_Goal_
Could you set out the material below as a Markdown table with the columns Row and Line, giving each line its row number and leaving out blank lines?

━━━━━ Dataset rows

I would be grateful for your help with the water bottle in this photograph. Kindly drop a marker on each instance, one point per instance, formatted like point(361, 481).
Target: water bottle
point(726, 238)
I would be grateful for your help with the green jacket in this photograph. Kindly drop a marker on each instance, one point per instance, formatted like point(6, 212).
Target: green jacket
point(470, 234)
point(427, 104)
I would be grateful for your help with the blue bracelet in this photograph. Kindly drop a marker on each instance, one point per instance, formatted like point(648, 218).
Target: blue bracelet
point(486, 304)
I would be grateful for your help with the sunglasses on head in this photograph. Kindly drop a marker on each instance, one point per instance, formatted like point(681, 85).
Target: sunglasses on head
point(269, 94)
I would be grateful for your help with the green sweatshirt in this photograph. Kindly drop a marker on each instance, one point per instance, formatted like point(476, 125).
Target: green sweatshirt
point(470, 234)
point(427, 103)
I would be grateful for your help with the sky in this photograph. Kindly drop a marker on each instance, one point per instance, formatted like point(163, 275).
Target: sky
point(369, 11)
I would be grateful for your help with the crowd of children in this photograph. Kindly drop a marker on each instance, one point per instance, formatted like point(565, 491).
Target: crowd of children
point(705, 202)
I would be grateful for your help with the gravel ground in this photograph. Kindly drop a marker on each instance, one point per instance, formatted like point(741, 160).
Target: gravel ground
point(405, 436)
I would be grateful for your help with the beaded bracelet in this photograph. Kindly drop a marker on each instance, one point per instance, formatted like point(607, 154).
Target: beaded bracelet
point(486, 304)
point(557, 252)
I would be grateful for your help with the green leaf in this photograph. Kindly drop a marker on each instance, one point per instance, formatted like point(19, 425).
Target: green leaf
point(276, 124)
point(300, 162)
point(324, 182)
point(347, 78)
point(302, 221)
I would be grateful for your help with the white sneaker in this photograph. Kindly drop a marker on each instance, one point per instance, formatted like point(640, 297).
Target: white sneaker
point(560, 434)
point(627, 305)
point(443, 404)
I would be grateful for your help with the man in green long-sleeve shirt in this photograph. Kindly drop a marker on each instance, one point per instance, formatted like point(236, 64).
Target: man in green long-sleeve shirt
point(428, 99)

━━━━━━━━━━

_Task solution_
| Row | Line |
|---|---|
| 1 | I would be grateful for your help with the water bottle in this photograph. Kindly drop a marker on each instance, one point per instance, formatted like point(361, 481). |
| 2 | Target: water bottle |
| 3 | point(726, 238) |
| 4 | I would be grateful for your help with the green jacket in this photograph. Kindly drop a marker on each instance, one point per instance, formatted like point(6, 212). |
| 5 | Target: green jacket |
| 6 | point(470, 234) |
| 7 | point(427, 104) |
| 8 | I would be grateful for your help with the blue bracelet in this photograph. Kindly drop a marker on each instance, one point per instance, formatted like point(648, 218). |
| 9 | Target: blue bracelet |
| 10 | point(486, 304) |
| 11 | I would be grateful for your help with the sunglasses on head in this photograph. Kindly drop a marker on each instance, one point per instance, formatted like point(681, 85). |
| 12 | Target: sunglasses on head |
| 13 | point(269, 94) |
| 14 | I would be grateful for your help with the green sweatshirt in this photograph. Kindly drop a marker on each instance, one point per instance, formatted like point(476, 125). |
| 15 | Target: green sweatshirt |
| 16 | point(470, 234) |
| 17 | point(427, 103) |
| 18 | I would be grateful for your help with the sky in this photograph. Kindly drop a marker on each instance, one point per instance, formatted like point(163, 275). |
| 19 | Target: sky |
| 20 | point(369, 11) |
| 21 | I would be grateful for your help with the crowd of children in this photograph. Kindly drop a marker on each instance, one point per instance, formatted like point(565, 491). |
| 22 | Target: crowd of children |
| 23 | point(705, 202) |
| 24 | I would be grateful for your help with the gravel ground in this photograph. Kindly drop a marker on each instance, one point per instance, formatted like point(741, 160). |
| 25 | Target: gravel ground |
| 26 | point(405, 436) |
| 27 | I would be grateful for your help with the beaded bracelet in this photograph. Kindly drop a marker on each instance, one point per instance, formatted like point(607, 154). |
| 28 | Target: beaded bracelet |
| 29 | point(486, 304) |
| 30 | point(557, 252) |
| 31 | I would be grateful for your help with the green leaf in this photograph. Kindly drop a marker on each instance, one point per instance, formatted like point(19, 425). |
| 32 | Target: green leaf |
| 33 | point(276, 124) |
| 34 | point(300, 162) |
| 35 | point(324, 182) |
| 36 | point(347, 78) |
| 37 | point(302, 221) |
| 38 | I would be grateful for your help with the white sneaker in this photograph. Kindly drop a marker on each instance, one point per instance, formatted like point(640, 297). |
| 39 | Target: white sneaker |
| 40 | point(560, 434) |
| 41 | point(627, 305) |
| 42 | point(443, 404) |
| 43 | I would be grateful for your help with the man in green long-sleeve shirt in this photograph. Kindly drop a marker on each instance, one point per instance, formatted like point(236, 64). |
| 44 | Target: man in green long-sleeve shirt |
| 45 | point(428, 99) |